■ **DOCUMENT EXTRACT**:
>>>>>

Maltese balconies were described as "glazed cages" in 1852 by Théophile Gaultier, as he wrote of his first moments experiencing Valletta when entering the harbour in June of that year. Gaultier was just one of the many writers making their way through Malta en route to the Orient as part of the 'Grand Tour'. They each described Valletta in their written accounts, detailing the city's "projecting balconies with beautiful Maltese women inside". They describe the balconies as a form of feminine space - a refuge for women who, at the time, couldn't live a public life in the same way that men could. Instead, they leant on sheltered window ledges, watching a world with which they could not fully engage.

But as historical accounts would have it, women were not the only protected surveyors of the streets of Valletta. In the case of what has been positioned as the prototype for the Maltese balcony - the one on the corner of the Grand Master's Palace - written accounts describe Grand Master Nicholas Cottoner strolling along its length, hidden. He supposedly kept a watchful eye over the two piazzas in front and at the side of the palace, acquiring first-hand detection of any knightly behaviour gone awry. The balcony is said by others to have eventually had more of a sanitary use - and not just in moral terms. In the 19th century, when the authorities were clamping down on hygiene regulations, the gallarija may have been adapted to become a micro-site for newly installed water closets when no other convenient location could be identified within the home.

No matter the authentic use for the Maltese balcony, their literal intrusion onto the streets of Malta's villages, towns and cities has always been welcome. They became visual staples in the make-up of the islands' cultural identity, pervading the imagination of locals and visitors alike and animating the visage of both our grandest and humblest buildings - essentially becoming an equaliser between rich and poor. From 1996 onwards, Maltese authorities launched schemes aimed at preserving the integrity of the balconies, both visually and structurally. Financial aid and incentive was provided to any home-owner wishing to restore one of these iconic structures, establishing a top-level interest in keeping their legacy far from languishing.

<<<<<

■ **REQUIRED WORK**:
1. Rewrite the paragraph of the Maltese balconies text that begins "No matter the authentic use" as a shorter version that keeps its main facts.
2. From the Maltese balconies text, quote the stretch from "But as historical" through "within the home.".

■ **RECORD EXTRACTS**:
>>>>>

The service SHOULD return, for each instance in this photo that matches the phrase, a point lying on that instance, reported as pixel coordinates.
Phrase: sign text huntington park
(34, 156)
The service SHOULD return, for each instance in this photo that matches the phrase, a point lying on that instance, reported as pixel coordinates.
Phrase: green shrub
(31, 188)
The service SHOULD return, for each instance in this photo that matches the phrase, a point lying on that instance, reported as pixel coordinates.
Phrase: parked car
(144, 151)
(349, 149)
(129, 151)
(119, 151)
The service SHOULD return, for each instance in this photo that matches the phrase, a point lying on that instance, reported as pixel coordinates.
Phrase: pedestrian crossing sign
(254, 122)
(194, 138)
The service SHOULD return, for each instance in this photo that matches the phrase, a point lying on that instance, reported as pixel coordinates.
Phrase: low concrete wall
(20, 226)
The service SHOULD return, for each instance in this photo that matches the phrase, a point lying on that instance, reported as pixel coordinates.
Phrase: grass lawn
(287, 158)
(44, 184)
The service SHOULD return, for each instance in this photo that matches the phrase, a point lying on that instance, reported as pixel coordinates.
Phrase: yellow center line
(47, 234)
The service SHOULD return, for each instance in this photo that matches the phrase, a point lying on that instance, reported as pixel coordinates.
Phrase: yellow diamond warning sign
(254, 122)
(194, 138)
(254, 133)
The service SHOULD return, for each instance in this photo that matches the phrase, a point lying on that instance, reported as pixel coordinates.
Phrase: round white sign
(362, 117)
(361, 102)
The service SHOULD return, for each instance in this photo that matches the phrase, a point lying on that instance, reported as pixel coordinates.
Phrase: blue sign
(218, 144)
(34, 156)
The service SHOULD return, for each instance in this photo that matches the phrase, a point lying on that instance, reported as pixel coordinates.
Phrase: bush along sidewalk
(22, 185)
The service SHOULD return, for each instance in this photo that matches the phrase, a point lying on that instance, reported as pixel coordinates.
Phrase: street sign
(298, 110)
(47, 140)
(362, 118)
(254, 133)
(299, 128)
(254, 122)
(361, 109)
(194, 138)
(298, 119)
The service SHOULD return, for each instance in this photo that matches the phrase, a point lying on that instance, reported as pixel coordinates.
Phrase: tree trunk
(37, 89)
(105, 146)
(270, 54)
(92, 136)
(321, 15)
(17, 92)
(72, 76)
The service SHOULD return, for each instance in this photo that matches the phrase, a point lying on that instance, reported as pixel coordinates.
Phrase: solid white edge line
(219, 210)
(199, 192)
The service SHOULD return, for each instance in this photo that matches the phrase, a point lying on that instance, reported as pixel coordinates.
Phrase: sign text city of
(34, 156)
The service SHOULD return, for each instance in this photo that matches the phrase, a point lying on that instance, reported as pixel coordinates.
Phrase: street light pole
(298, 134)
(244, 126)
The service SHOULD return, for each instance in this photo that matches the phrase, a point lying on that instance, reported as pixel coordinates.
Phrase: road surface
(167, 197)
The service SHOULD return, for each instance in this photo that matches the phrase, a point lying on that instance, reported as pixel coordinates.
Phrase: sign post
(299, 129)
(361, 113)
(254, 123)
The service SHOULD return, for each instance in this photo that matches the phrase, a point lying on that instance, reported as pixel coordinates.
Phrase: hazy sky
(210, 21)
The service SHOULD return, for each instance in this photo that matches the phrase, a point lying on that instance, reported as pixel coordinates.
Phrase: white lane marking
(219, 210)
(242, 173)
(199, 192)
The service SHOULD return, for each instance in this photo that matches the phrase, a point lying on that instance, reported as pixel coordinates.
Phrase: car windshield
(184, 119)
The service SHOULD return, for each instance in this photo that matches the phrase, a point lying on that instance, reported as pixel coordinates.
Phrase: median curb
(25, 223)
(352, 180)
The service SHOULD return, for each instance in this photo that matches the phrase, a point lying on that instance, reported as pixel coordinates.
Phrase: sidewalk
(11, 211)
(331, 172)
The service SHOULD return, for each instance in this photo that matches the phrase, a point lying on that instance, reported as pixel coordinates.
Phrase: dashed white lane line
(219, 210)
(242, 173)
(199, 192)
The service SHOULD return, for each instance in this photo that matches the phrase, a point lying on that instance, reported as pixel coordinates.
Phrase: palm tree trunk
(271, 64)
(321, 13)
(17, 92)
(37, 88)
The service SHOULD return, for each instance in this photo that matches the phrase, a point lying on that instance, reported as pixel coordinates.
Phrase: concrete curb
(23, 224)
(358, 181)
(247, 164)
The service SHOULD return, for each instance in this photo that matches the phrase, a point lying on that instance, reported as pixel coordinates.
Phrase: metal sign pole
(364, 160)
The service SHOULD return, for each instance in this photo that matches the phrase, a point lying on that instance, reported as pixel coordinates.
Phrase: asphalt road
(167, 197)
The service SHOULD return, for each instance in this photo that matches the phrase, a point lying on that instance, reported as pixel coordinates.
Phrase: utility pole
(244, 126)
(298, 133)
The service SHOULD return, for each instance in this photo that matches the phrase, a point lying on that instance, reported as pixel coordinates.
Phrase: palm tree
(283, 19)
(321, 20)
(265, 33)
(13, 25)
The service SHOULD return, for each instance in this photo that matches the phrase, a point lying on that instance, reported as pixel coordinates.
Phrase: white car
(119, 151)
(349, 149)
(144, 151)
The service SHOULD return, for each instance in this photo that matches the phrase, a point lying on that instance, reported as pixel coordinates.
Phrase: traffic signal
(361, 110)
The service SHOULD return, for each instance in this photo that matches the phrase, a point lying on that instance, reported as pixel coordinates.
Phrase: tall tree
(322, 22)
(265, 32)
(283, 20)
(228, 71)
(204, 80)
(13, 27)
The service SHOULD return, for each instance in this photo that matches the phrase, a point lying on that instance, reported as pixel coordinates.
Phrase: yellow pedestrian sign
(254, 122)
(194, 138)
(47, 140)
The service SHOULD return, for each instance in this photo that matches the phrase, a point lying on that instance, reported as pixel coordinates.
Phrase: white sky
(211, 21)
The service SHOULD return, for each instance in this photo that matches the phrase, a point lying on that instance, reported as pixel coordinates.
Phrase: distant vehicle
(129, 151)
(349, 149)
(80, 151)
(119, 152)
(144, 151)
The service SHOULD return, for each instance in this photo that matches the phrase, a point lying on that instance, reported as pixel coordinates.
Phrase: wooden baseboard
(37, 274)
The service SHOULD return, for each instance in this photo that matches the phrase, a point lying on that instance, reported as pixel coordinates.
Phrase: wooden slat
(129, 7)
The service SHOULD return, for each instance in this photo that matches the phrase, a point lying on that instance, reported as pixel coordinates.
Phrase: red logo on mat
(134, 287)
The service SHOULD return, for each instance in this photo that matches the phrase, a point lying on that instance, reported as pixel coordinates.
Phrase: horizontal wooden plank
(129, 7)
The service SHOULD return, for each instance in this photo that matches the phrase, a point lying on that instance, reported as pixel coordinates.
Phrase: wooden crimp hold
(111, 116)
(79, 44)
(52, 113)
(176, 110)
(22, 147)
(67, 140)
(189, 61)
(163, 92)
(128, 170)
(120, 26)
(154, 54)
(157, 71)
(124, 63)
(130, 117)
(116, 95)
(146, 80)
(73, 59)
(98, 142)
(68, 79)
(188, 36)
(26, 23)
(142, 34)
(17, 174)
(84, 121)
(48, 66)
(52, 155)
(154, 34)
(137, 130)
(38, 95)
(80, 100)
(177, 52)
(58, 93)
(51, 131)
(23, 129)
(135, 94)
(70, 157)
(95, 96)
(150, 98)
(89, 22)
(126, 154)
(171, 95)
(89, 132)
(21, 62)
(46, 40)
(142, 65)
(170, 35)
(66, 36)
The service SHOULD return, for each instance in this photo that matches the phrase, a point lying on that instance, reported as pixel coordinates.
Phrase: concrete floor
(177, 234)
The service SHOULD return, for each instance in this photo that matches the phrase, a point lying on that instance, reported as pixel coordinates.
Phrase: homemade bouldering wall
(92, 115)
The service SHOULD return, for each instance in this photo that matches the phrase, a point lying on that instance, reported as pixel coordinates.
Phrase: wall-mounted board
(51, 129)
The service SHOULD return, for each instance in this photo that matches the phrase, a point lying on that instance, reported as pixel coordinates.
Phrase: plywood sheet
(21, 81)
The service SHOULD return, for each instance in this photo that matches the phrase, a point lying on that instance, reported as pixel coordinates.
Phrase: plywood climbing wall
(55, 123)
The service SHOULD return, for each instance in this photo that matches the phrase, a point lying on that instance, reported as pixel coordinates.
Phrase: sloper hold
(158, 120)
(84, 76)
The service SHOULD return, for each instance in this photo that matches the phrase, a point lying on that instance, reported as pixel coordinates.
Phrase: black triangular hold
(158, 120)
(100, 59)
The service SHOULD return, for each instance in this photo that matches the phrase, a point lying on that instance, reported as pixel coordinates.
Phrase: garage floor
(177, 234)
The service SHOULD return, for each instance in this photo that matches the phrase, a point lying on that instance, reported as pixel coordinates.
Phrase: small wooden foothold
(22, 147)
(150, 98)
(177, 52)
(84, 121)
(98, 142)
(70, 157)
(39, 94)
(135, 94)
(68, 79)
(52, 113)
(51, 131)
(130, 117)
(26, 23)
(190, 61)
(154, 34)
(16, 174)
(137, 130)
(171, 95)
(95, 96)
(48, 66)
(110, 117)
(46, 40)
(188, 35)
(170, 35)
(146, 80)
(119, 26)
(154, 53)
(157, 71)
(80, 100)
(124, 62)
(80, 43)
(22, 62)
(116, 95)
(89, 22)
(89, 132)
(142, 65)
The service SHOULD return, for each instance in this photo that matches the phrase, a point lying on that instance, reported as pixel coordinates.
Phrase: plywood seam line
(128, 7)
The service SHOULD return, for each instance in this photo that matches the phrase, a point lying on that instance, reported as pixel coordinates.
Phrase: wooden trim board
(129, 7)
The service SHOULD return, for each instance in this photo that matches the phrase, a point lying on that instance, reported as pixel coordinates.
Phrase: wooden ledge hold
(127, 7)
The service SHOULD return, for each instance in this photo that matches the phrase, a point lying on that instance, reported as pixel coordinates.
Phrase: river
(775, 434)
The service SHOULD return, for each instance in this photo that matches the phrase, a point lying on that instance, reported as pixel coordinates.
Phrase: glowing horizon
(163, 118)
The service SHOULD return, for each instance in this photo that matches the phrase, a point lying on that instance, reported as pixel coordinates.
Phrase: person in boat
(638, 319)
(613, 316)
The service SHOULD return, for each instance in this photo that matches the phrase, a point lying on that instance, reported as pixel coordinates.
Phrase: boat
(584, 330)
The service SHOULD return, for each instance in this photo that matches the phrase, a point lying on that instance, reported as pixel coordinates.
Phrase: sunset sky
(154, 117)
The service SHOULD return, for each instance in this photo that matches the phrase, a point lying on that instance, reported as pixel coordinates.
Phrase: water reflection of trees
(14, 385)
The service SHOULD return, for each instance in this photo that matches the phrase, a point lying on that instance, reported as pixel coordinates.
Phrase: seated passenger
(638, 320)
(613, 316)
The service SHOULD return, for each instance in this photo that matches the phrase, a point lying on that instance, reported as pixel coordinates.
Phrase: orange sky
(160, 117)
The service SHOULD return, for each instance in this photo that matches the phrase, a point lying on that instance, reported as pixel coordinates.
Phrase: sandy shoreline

<<<<<

■ **ANSWERS GIVEN**:
1. Maltese balconies have always been welcome on the streets of the islands' villages, towns and cities. They became staples of Malta's cultural identity, capturing the imagination of locals and visitors and adorning both grand and humble buildings, so that they acted as an equalizer between rich and poor. From 1996, Maltese authorities ran schemes to preserve the balconies visually and structurally, offering financial aid and incentives to any homeowner who wanted to restore one.

2.
But as historical accounts would have it, women were not the only protected surveyors of the streets of Valletta. In the case of what has been positioned as the prototype for the Maltese balcony - the one on the corner of the Grand Master's Palace - written accounts describe Grand Master Nicholas Cottoner strolling along its length, hidden. He supposedly kept a watchful eye over the two piazzas in front and at the side of the palace, acquiring first-hand detection of any knightly behaviour gone awry. The balcony is said by others to have eventually had more of a sanitary use - and not just in moral terms. In the 19th century, when the authorities were clamping down on hygiene regulations, the gallarija may have been adapted to become a micro-site for newly installed water closets when no other convenient location could be identified within the home.